(5 of 9)
An alternative to changing the way cells process nutrients is giving them less to process in the first place. Studies have shown that rats whose caloric intake is 30% lower than that of a control group tend to live 30% to 40% longer. In humans, that would translate to a spartan diet of just 1,400 calories a day in exchange for 30 extra years of life.
Just how this business of swapping food for time works is not entirely clear, but George Roth, molecular physiologist with the National Institute on Aging in Bethesda, Maryland, has some ideas. When animals are placed on caloric restriction, Roth explains, the first thing that happens is that their body temperature drops about 1[degree]C. Lower temperature means a less vigorous metabolism, which means less food is processed. "In order to compensate for the reduction in diet," Roth says, "the animals switch from a growth mode into what can be thought of as a survival mode. They get fewer calories, so they burn fewer.
Cold and hungry, of course, is no way to go through life, but the condition has its rewards. When metabolism slows down, all its attendant processes do too, including cell division. Since, as Hayflick discovered, the number of divisions is limited, animals that go through them slowly may be able to salt a few away for later in life.
Roth, who has already observed the life-extending effectiveness of caloric restriction in rodents, is conducting similar experiments with primates. Even if they succeed, however, trying to apply the treatment to humans could prove dicey. In a nation of consumers for whom caloric belt tightening can mean little more than a smaller serving of French fries with their bacon cheeseburgers, the belief that people would be willing to reduce what they eat by a full third is probably unrealistic.

DATASET RECORDS:
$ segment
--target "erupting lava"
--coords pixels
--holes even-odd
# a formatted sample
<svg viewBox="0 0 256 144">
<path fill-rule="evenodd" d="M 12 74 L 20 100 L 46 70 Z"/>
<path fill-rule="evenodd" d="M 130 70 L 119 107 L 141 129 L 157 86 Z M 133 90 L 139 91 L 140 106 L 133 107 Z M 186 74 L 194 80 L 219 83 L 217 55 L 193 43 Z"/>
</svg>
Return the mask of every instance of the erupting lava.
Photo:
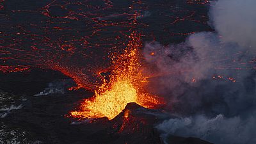
<svg viewBox="0 0 256 144">
<path fill-rule="evenodd" d="M 146 107 L 154 108 L 163 104 L 159 97 L 146 93 L 143 86 L 147 82 L 141 72 L 138 58 L 138 48 L 141 47 L 140 35 L 132 33 L 125 52 L 113 56 L 114 68 L 109 82 L 104 81 L 101 86 L 95 91 L 95 95 L 84 100 L 80 109 L 71 112 L 73 117 L 100 118 L 106 116 L 113 119 L 118 115 L 129 102 Z"/>
</svg>

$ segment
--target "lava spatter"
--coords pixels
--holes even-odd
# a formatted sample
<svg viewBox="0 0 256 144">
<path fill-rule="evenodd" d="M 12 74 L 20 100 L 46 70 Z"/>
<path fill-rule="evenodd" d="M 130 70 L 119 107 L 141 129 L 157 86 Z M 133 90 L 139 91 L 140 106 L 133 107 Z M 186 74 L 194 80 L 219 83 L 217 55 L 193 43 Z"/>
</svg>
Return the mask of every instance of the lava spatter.
<svg viewBox="0 0 256 144">
<path fill-rule="evenodd" d="M 163 104 L 160 98 L 143 90 L 145 77 L 140 72 L 138 60 L 139 49 L 141 46 L 140 35 L 133 32 L 129 38 L 131 40 L 125 52 L 114 56 L 112 59 L 115 68 L 109 82 L 104 81 L 95 91 L 93 97 L 85 99 L 79 111 L 72 111 L 73 117 L 106 116 L 113 119 L 130 102 L 136 102 L 146 108 Z"/>
</svg>

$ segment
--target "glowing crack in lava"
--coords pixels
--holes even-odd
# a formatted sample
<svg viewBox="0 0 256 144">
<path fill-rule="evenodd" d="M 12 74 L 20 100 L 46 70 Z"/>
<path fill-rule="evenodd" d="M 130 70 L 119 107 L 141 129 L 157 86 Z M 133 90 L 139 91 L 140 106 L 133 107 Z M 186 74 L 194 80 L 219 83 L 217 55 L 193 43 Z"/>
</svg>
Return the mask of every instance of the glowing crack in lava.
<svg viewBox="0 0 256 144">
<path fill-rule="evenodd" d="M 109 81 L 104 81 L 101 86 L 95 91 L 92 98 L 85 99 L 80 109 L 72 111 L 75 118 L 114 118 L 129 102 L 136 102 L 145 108 L 152 108 L 164 104 L 159 97 L 147 93 L 143 86 L 147 79 L 141 72 L 138 58 L 141 47 L 140 35 L 133 32 L 125 52 L 113 56 L 114 68 Z M 114 54 L 115 55 L 115 54 Z"/>
</svg>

WHAT TO WORK ON:
1. In the passage on caloric restriction, how much longer do rats on a diet 30% lower in calories than a control group tend to live?
2. Resume the passage on caloric restriction after its last sentence.

ACTIVITY ANSWERS:
1. They tend to live 30% to 40% longer.

2.
Roth finds this frustrating. "I think caloric restriction could take us beyond a life-span of 80," he says, "maybe even 120. After all, you rarely see a fat centenarian." Given modern dietary habits, however, it may be more practical to find out what part of the metabolic system caloric restriction operates on and then imitate that effect pharmacologically. "Essentially," explains Roth, "we'd use a pill to trick a cell into thinking less food is coming in."
Even if Roth succeeds, however, the impact of his work may be limited. In the world of antiaging, caloric reduction is essentially maintenance work, little more than patching holes in a slowly sinking ship and hoping you can stay ahead of the water it's still taking on. What senescence researchers really want is a way to get down into the body's engine room--the genes themselves--and rebuild things from the boilers up. Remarkably, it appears there may be a way.
Although he made history when he discovered the limits on cell replication in the lab, Hayflick left a question unanswered: why the cells die. In the years following his work, biologists mapping human chromosomes looked for a gene that enforced cellular mortality, but found nothing. One thing that did catch their eyes, however, was a small area at the tip of chromosomes that had no discernible purpose. Dubbed a telomere, the sequence of nucleic acids did not appear to code for any traits. Instead it resembled nothing so much as the plastic cuff at the end of a shoelace that keeps the rest of the strand from unraveling.